## TASK OBJECTIVE
Only the lines from the start of the entries through the line with "positive clicks: (493, 181)" should be returned, each exactly as it stands, and no pictures.

## MATERIAL PROVIDED
((
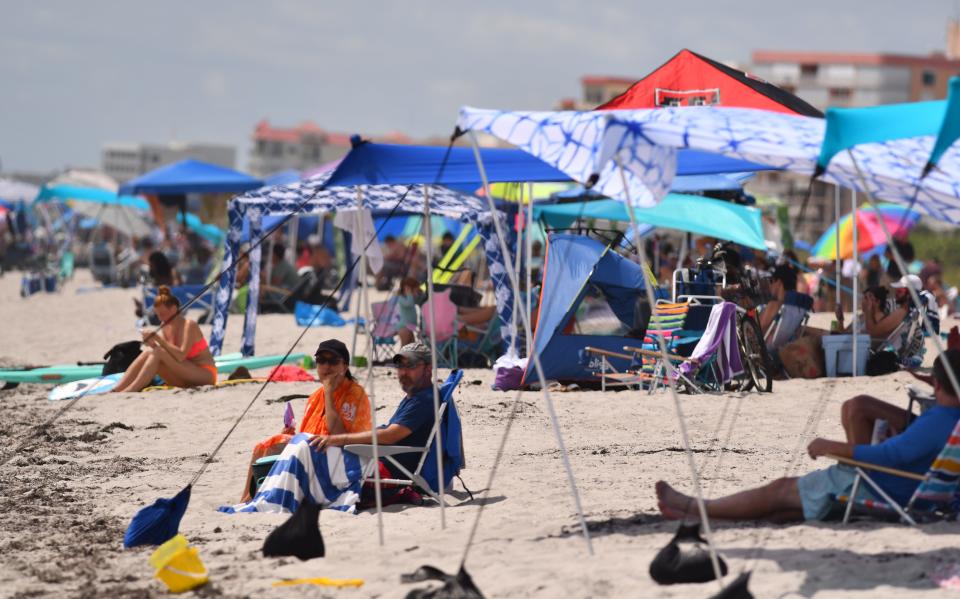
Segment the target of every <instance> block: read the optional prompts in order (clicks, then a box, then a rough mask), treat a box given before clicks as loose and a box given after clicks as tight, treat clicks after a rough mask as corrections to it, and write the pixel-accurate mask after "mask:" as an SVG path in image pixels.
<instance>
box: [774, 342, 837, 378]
mask: <svg viewBox="0 0 960 599" xmlns="http://www.w3.org/2000/svg"><path fill="white" fill-rule="evenodd" d="M777 355H778V356H779V357H780V363H781V364H783V369H784V370H785V371H786V372H787V375H789V376H790V378H794V379H798V378H800V379H815V378H819V377H822V376H823V375H824V374H826V367H825V365H824V359H823V347H822V345H821V343H820V338H819V337H816V336H813V335H809V336H805V337H800V338H799V339H797V340H796V341H792V342H790V343H788V344H786V345H784V346H783V347H781V348H780V349H779V350H777Z"/></svg>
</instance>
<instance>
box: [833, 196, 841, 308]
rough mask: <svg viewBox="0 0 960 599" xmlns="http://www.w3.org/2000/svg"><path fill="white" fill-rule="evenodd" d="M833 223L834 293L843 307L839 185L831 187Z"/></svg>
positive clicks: (839, 196)
mask: <svg viewBox="0 0 960 599" xmlns="http://www.w3.org/2000/svg"><path fill="white" fill-rule="evenodd" d="M833 222H834V223H835V224H834V227H836V229H837V230H836V231H835V232H836V240H835V243H836V246H837V247H836V250H837V251H836V267H835V268H836V271H837V273H836V275H835V277H834V278H835V279H836V280H837V285H836V292H837V305H838V306H843V296H841V295H840V280H841V279H840V272H841V264H840V185H839V184H834V186H833Z"/></svg>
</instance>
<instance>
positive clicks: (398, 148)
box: [328, 143, 770, 188]
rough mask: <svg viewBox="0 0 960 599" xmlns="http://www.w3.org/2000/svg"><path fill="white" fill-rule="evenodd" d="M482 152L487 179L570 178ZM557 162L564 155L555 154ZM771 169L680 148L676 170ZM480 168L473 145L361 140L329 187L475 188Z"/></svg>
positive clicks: (493, 181)
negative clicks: (422, 186) (378, 186)
mask: <svg viewBox="0 0 960 599" xmlns="http://www.w3.org/2000/svg"><path fill="white" fill-rule="evenodd" d="M480 156H481V159H482V161H483V167H484V170H485V172H486V175H487V180H488V181H490V182H491V183H497V182H515V181H524V182H533V183H542V182H558V181H569V180H571V179H573V177H571V176H570V173H568V172H566V171H565V170H564V169H562V168H559V166H558V165H551V164H547V162H544V161H543V160H540V159H538V158H536V157H534V156H533V155H531V154H530V153H528V152H525V151H522V150H518V149H512V148H510V149H508V148H481V149H480ZM558 161H559V162H558V164H563V163H564V159H563V158H562V157H558ZM769 168H770V167H767V166H764V165H760V164H751V163H749V162H746V161H742V160H736V159H731V158H727V157H725V156H720V155H718V154H710V153H706V152H696V151H691V152H686V151H685V152H681V153H680V155H679V157H678V159H677V174H679V175H705V174H716V173H735V172H748V171H757V170H768V169H769ZM481 183H482V180H481V177H480V171H479V170H478V168H477V163H476V160H475V157H474V153H473V150H472V149H471V148H461V147H453V148H450V150H449V154H448V151H447V148H444V147H439V146H402V145H392V144H375V143H362V144H360V145H358V146H356V147H355V148H353V149H352V150H351V151H350V153H349V154H347V155H346V156H345V157H344V158H343V161H342V162H341V163H340V165H339V166H338V167H337V168H336V169H335V170H334V172H333V175H332V176H331V177H330V180H329V183H328V185H331V186H338V185H362V184H367V185H370V184H394V185H409V184H440V185H449V186H454V187H458V188H460V187H463V186H468V187H469V186H472V187H479V186H480V185H481Z"/></svg>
))
## COMPLETED TASK
Segment the target of every <instance> block: read the optional prompts in order (clicks, then a box, then a rough mask), treat a box given before clicks as loose and a box given after clicks as tight, treat clicks after a rough mask as corrections to it, and write the pixel-accurate mask after "mask:" as an SVG path in image pixels.
<instance>
box: [774, 342, 837, 378]
mask: <svg viewBox="0 0 960 599" xmlns="http://www.w3.org/2000/svg"><path fill="white" fill-rule="evenodd" d="M777 355H778V356H779V357H780V363H781V364H783V369H784V370H785V371H786V372H787V375H789V376H790V378H794V379H798V378H800V379H815V378H819V377H822V376H823V375H824V374H826V367H825V365H824V359H823V347H822V345H821V343H820V338H819V337H816V336H813V335H809V336H805V337H800V338H799V339H797V340H796V341H792V342H790V343H788V344H786V345H784V346H783V347H781V348H780V349H779V350H777Z"/></svg>
</instance>
<instance>
box: [833, 196, 841, 308]
rough mask: <svg viewBox="0 0 960 599" xmlns="http://www.w3.org/2000/svg"><path fill="white" fill-rule="evenodd" d="M833 223L834 293L843 307L839 185L831 187Z"/></svg>
positive clicks: (839, 196)
mask: <svg viewBox="0 0 960 599" xmlns="http://www.w3.org/2000/svg"><path fill="white" fill-rule="evenodd" d="M833 222H834V223H835V224H834V227H836V229H837V230H836V231H835V232H836V240H835V243H836V246H837V247H836V250H837V251H836V267H835V268H836V271H837V273H836V275H835V277H834V278H835V279H836V280H837V285H836V292H837V305H838V306H843V296H841V295H840V280H841V279H840V272H841V264H840V185H839V184H834V186H833Z"/></svg>
</instance>
<instance>
positive clicks: (398, 148)
box: [328, 143, 770, 188]
rough mask: <svg viewBox="0 0 960 599" xmlns="http://www.w3.org/2000/svg"><path fill="white" fill-rule="evenodd" d="M482 152L487 179L570 178ZM557 162L564 155L555 154ZM771 169L680 148L676 170ZM480 168L473 145L361 140L329 187L475 188Z"/></svg>
positive clicks: (493, 181)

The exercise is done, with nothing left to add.